▶ Gösterilen Metin
________________________________________

NEW YORK ÜÇLEMESİ
CAM KENT, HAYALETLER,
KİLİTLİ ODA
Paul Auster
İngilizce aslından
çeviren: İlknur Özdemir
Can Yayınları
284 sayfa
Üç hikayeden oluşuyor
kitap. Bu üç hikayeyi ayrı ayrı zamanlarda okusaydım muhtemelen anlamazdım. Peş
peşe okumuşken bile anladığımdan emin değilim.
*
CAM KENT
Peter Stilman’ın babası
akıl hastanesinden çıkacak. Peter Stilman çocukken babasından kötü muamele
görmüş o yüzden babasından korkuyor.
Peter ve karısı Virginia,
babayı takip etmesi ve Peter’i koruması için dedektif olarak bildikleri Paul
Auster’ı arıyorlar.
Ancak aradıkları numara
Daniel Quinn adlı kendi halinde bir yazara ait.
Quinn bozmuyor bu
yanlışlığı ve he he tamam ben dedektif Paul Auster’ım diyor ve baba Stilman’ın
peşine düşüyor.
Baba Stilman’ı uzunca bir
süre takip ediyor, hatta onunla muhabbet de ediyor. Ama sonra onu gözden
kaybediyor.
Bir umut gerçek dedektif
Paul Auster’a ulaşıp yardım istiyor. Ama Paul Auster dedektif falan olmadığını
söylüyor.
Quinn her şeyi anlatıyor
Auster’a.
İkisi de bu hikayeye
neden bulaşmış olduklarını anlamıyorlar.
Bir süre sonra gazetede
baba Stilman’ın öldüğü haberi çıkıyor. Peter Stilman ve karısı da kayıplara
karışmış.
Auster da işin peşini bırakıyor.
Auster’ın arkadaşı
içerliyor, niye işin peşini bıraktın diye.
HAYALETLER
Mavi, Beyaz’ın
talimatıyla Siyah’ı takip ediyor.
Bu iş Mavi’ye çok sıkıcı
geliyor, çünkü Siyah’ın günleri çok rutin. Siyah tüm gün evde yazı yazıyor ya
da bir şey okuyor.
Mavi, takibin
gelişmelerini düzenli olarak rapor ediyor Beyaz'a.
Mavi, bu uzaktan takipten
sıkıldığı için kılık değiştirip Siyah ile konuşuyor. Çeşitli kılıklara
bürünüyor.
Bir gün Siyah ile yaptığı
muhabbette Siyah diyor ki, ben dedektifim, birini takip ediyorum, çok sıkıcı.
Nasıl yani?
Mavi dedektifti, Siyah’ı
takip ediyordu. Siyah da dedektif miymiş de Mavi’yi mi takip ediyormuş?
Mavi, Siyah’ın evine
giriyor ve Siyah’ın okuyup yazdığı kağıtlara bakıyor. Bu kağıtlar, Mavi’nin
Beyaz’a yazdığı raporlar.
Ay ne oluyor?
Ben şok!
Mavi şehri terk ediyor ve
hikaye bitiyor.
KİLİTLİ ODA
Fanshawe, yıllarca
yazdıklarının hiçbirini yayımlatmıyor. “Başıma bir şey gelirse arkadaşımdan
yardım iste.” diye tembihte bulunuyor karısı Sophie’ye ve ardından ortadan
kayboluyor.

________________________________________

▶ Verilen Malzeme
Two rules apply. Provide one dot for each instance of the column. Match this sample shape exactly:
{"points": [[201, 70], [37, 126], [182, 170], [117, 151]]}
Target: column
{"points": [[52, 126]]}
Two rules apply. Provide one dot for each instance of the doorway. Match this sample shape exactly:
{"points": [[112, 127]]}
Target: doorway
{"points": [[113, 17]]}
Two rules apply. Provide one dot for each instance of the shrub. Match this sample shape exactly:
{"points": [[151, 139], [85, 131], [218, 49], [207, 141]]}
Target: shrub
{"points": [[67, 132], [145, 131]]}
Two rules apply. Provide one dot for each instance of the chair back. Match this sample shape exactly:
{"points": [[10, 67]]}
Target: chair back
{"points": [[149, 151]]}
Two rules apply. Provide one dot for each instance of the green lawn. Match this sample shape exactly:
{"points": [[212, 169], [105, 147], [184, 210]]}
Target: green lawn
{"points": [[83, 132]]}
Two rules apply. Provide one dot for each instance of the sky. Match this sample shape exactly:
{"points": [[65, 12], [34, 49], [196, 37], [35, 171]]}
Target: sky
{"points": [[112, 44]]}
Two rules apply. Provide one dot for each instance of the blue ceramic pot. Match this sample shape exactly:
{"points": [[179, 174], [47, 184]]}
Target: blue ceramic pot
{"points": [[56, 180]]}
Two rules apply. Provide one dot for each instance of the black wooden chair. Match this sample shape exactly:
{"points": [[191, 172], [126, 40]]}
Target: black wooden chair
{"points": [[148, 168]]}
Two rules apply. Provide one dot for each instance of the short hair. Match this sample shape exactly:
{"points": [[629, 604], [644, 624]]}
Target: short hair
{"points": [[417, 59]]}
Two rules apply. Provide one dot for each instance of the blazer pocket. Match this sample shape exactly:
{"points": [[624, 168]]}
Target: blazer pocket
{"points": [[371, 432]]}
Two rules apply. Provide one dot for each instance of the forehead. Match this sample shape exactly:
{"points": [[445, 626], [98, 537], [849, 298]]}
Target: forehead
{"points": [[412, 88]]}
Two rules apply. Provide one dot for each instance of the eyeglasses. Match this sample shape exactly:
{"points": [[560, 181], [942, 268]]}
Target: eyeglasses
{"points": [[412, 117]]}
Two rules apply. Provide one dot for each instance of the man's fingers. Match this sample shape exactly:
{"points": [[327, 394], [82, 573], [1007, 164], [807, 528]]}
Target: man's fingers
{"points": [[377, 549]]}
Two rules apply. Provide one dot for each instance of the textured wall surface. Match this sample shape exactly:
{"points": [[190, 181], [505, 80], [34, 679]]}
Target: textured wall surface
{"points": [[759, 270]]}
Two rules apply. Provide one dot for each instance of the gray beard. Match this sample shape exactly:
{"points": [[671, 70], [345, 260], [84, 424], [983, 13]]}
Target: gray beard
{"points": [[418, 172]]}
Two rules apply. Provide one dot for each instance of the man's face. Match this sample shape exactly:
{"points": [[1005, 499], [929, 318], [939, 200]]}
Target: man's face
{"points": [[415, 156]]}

________________________________________

▶ Yazılı Yönerge 1
New York Üçlemesi metninde Peter ile Virginia'nın aradığı numara kime ait çıkıyor?
▶ Yazılı Yönerge 2
New York Üçlemesi metnine kaldığı yerden devam edin.

▶ Alıştırma Cevabı 1
Daniel Quinn adlı kendi halinde bir yazara ait.

▶ Alıştırma Cevabı 2
Karısı, kocasının
öldüğünü düşünüyor. Kocasının söylediği arkadaştan yardım istiyor.
Arkadaşlar ama yıllarca
görüşmemişler.
Arkadaş, Fanshawe’nin
yazdıklarını okuyor ve bunları yayımlatmaya karar veriyor. Sophie de bunu uygun
buluyor. Fanshawe’in yazıları kitap oluyor ve çok beğeniliyor.
Bu arada arkadaş ve
Sophie aşık oluyorlar, evleniyorlar. Sophie ile Fanshawe’in çocukları Ben’i de
kendi çocuğu gibi benimsiyor arkadaş. Sonra bu ikisinin de bir çocuğu oluyor,
adı Paul.
Bir gün esrarengiz bir
mektup geliyor adama. Fanshawe yazmış mektubu, ölmediğini ama yedi sene sonra
öleceğini, bundan ve mektuptan kimseye bahsetmemesini, kitaptan ve Sophie ile ilişkisinden
memnun olduğunu, bunun olacağını zaten bildiğini, karısı için en uygunun bu
olduğunu yazmış mektupta. Yani ölmemiş, terk etmiş.
Adam bunu anlatmıyor
kimseye ama eski tadı da yok artık.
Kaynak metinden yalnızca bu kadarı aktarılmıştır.